▶ Required tasks
(1) From the marriage passage, list the examples it gives of accomplishing a task with someone else.
(2) Please reproduce the marriage passage word for word, starting at "But it’s also" and ending at "of a child.".

----- Document passage -----

It’s not always pretty, marriage. It’s not a package wrapped neatly in a nice bow, and honestly the beauty of a wedding isn’t always so reflective of what marriage actually looks like. It’s work. It’s sacrifice, it’s giving of yourself, it’s talking when you don’t want to talk and shutting up when you don’t want to do that, either. It’s broken dishwashers and busted hot water heaters and leaky roofs and dogs who like to run away and figuring out how to sleep through some intense snoring and getting annoyed because maybe some of us talk too loudly when we’re on the phone, but then again some people don’t like to eat stale food and someone needs to learn how to use a bag clip, thankyouverymuch.

But it’s also receiving. It’s being given the most wonderful gifts of love and security and home, it’s a smile and a hug every day when you come home, it’s laughing over the most ridiculous things until your stomach physically hurts. It’s the way you can know the nooks and crannies of another body almost as well or even better than you know your own. It’s the joy of accomplishing a task with someone else, a garden planted or a wall built or a room painted. It’s tiny things, like a movie night at home or ice cream shared on a glorious summer afternoon, and it’s momentous things, like the purchasing of a home or the birth of a child.

It’s a lot to be encompassed into one big feeling, which is why it threatened to spill out of my chest while Brooke and Trenton were dancing, his clear tenor intoning My Love, filling the room with music and his guests’ eyes with tears. It was overwhelmingly strong, that moment I had watching them dance into their new beginning, onto that well-trodden road that I’ve been down, that others around me, including my parents and Mark’s, have been down farther still.

----- Dataset extract -----

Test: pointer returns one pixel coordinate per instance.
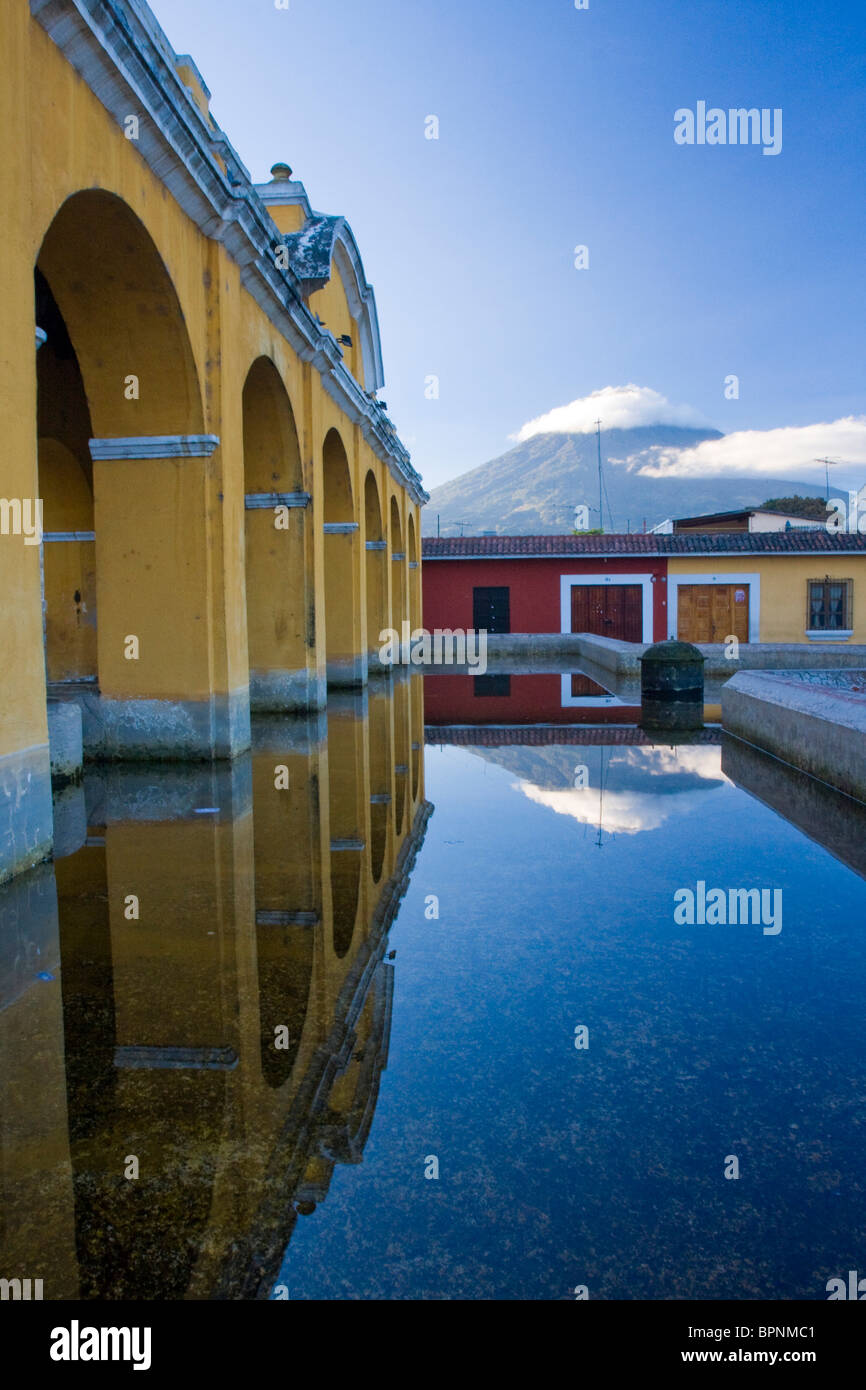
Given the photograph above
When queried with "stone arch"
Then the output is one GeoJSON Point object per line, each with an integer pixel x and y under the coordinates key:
{"type": "Point", "coordinates": [376, 563]}
{"type": "Point", "coordinates": [66, 487]}
{"type": "Point", "coordinates": [341, 565]}
{"type": "Point", "coordinates": [275, 544]}
{"type": "Point", "coordinates": [123, 316]}
{"type": "Point", "coordinates": [107, 295]}
{"type": "Point", "coordinates": [398, 569]}
{"type": "Point", "coordinates": [380, 749]}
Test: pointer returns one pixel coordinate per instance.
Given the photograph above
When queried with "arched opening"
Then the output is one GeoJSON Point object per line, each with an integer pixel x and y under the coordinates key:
{"type": "Point", "coordinates": [398, 570]}
{"type": "Point", "coordinates": [66, 487]}
{"type": "Point", "coordinates": [275, 512]}
{"type": "Point", "coordinates": [414, 576]}
{"type": "Point", "coordinates": [118, 370]}
{"type": "Point", "coordinates": [378, 729]}
{"type": "Point", "coordinates": [124, 319]}
{"type": "Point", "coordinates": [376, 565]}
{"type": "Point", "coordinates": [341, 540]}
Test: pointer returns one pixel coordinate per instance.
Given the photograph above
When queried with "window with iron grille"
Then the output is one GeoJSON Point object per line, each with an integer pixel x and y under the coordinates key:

-----

▶ Worked answers
(1)
a garden planted
a wall built
a room painted

(2)
But it’s also receiving. It’s being given the most wonderful gifts of love and security and home, it’s a smile and a hug every day when you come home, it’s laughing over the most ridiculous things until your stomach physically hurts. It’s the way you can know the nooks and crannies of another body almost as well or even better than you know your own. It’s the joy of accomplishing a task with someone else, a garden planted or a wall built or a room painted. It’s tiny things, like a movie night at home or ice cream shared on a glorious summer afternoon, and it’s momentous things, like the purchasing of a home or the birth of a child.